— start —

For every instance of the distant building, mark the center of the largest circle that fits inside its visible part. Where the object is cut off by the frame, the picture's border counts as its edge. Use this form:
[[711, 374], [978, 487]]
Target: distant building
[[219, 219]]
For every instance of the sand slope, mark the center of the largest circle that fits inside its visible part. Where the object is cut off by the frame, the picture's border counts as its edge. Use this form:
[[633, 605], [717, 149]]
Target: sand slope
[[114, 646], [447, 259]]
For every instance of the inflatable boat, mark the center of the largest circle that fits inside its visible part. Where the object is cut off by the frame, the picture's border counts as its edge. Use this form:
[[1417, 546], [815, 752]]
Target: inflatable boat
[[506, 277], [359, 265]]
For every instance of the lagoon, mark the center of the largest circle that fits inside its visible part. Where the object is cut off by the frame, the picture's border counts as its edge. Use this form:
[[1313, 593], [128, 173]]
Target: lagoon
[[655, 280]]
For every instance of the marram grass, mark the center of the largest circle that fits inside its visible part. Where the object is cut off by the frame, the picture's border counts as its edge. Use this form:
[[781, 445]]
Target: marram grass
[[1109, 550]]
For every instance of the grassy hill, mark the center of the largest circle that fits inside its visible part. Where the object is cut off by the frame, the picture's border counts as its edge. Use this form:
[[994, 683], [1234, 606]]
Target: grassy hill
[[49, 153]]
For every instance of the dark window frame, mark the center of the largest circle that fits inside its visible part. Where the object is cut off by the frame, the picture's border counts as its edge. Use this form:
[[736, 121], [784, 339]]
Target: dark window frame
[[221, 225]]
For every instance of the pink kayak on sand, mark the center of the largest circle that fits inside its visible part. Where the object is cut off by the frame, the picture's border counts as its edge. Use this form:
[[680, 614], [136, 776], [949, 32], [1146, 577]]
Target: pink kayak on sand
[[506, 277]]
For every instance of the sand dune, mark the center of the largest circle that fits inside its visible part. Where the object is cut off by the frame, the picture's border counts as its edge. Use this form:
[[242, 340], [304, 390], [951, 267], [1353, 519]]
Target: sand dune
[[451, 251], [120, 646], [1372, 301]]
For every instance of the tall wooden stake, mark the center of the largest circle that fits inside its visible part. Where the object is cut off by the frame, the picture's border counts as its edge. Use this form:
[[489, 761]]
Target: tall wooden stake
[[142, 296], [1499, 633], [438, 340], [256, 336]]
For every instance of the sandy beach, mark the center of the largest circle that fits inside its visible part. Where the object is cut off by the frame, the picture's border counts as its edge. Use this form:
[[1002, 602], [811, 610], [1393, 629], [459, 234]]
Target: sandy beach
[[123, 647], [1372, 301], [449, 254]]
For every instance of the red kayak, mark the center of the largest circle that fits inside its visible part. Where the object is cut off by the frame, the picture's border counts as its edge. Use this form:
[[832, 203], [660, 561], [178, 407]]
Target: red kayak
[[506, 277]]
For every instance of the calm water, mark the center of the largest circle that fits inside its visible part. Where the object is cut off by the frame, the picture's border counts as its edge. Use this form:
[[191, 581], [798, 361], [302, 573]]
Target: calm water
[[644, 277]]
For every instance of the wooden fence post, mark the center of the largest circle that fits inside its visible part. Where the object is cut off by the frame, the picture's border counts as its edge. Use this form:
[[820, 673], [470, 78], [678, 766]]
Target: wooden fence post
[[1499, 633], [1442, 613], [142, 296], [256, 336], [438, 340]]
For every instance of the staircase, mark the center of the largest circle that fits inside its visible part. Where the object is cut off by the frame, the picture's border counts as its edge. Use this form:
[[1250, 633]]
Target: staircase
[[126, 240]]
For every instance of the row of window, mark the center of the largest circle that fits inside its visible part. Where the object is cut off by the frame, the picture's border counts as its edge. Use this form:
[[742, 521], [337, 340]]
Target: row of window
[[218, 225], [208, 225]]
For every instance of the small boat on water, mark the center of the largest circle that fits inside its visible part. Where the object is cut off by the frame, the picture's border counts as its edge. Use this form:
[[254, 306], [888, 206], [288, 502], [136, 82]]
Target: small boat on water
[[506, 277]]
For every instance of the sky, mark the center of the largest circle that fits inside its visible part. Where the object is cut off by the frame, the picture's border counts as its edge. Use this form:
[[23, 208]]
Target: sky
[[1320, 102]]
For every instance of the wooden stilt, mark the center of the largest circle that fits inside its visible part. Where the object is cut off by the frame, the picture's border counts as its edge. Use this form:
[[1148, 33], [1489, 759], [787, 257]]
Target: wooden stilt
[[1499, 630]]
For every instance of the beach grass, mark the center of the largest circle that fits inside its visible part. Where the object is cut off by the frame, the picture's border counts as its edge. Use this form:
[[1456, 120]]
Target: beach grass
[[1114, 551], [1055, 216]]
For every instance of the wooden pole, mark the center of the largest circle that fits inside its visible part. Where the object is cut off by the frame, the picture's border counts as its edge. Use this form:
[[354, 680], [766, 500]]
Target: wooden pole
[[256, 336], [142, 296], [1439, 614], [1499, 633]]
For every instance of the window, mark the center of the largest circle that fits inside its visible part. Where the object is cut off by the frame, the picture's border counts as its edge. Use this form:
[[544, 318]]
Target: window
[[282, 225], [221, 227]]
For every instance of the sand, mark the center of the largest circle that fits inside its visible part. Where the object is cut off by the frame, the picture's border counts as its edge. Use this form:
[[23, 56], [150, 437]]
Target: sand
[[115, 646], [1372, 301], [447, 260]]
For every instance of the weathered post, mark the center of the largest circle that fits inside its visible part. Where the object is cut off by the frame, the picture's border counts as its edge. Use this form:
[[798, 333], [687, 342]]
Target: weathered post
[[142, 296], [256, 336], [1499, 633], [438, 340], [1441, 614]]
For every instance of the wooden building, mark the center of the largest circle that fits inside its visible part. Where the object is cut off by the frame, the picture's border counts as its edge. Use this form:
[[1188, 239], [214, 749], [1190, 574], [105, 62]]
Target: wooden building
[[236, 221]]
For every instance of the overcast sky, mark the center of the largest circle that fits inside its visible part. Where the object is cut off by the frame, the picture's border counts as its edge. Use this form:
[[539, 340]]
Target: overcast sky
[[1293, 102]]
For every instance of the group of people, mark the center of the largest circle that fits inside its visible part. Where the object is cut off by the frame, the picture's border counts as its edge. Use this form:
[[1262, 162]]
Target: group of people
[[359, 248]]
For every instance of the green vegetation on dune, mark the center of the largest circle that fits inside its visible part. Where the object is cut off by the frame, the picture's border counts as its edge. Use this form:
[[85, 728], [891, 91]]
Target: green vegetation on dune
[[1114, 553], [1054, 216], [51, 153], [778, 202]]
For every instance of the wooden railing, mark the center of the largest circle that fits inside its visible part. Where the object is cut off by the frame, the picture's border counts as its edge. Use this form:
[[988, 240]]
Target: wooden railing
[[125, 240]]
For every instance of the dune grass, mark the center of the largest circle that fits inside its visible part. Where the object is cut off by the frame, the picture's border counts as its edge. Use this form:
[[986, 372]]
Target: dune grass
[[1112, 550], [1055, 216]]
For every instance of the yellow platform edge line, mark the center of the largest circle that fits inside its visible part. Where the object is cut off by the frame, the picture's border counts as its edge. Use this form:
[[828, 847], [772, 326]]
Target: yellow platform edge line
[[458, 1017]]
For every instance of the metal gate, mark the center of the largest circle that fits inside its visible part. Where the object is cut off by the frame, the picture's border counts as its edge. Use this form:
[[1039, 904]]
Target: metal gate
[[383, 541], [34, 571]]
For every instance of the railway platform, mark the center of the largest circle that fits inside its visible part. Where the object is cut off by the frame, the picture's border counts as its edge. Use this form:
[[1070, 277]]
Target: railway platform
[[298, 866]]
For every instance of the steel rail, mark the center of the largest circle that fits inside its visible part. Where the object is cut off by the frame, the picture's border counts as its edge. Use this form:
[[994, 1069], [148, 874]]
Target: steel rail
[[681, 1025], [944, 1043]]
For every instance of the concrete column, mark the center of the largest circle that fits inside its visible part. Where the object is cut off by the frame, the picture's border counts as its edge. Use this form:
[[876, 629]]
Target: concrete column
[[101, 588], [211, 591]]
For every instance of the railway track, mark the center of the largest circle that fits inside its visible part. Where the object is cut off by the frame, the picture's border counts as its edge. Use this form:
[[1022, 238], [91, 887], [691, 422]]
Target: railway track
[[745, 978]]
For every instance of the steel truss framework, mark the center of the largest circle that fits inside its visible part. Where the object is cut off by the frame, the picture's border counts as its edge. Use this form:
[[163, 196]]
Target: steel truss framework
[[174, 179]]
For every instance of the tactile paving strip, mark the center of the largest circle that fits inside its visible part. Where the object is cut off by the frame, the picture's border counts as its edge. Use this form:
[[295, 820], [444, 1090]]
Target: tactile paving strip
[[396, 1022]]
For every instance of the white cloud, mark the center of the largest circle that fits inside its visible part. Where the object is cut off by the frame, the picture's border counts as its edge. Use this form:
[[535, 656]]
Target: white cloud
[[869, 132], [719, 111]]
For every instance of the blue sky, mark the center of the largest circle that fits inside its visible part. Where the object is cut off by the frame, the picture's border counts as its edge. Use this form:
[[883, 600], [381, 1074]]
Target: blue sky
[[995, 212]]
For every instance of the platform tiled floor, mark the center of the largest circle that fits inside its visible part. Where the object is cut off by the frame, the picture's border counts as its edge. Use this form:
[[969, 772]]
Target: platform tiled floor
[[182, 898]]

— end —

■ WHAT YOU SHOULD DO ■
Please arrange the lines of the material, starting with the line that contains "For every instance of the wooden fence" and going on through the line that contains "[[820, 673], [470, 78], [678, 766]]", as a Markdown table with the columns Row and Text. Put each line's number under Row and the line itself under Text, and leave out blank lines.

■ PROBLEM SOLUTION ■
| Row | Text |
|---|---|
| 1 | For every instance of the wooden fence post, mark the center of the largest circle that fits inside its visible part. Where the object is cut off by the frame, the picture's border counts as its edge. Use this form: |
| 2 | [[820, 673], [470, 78], [678, 766]] |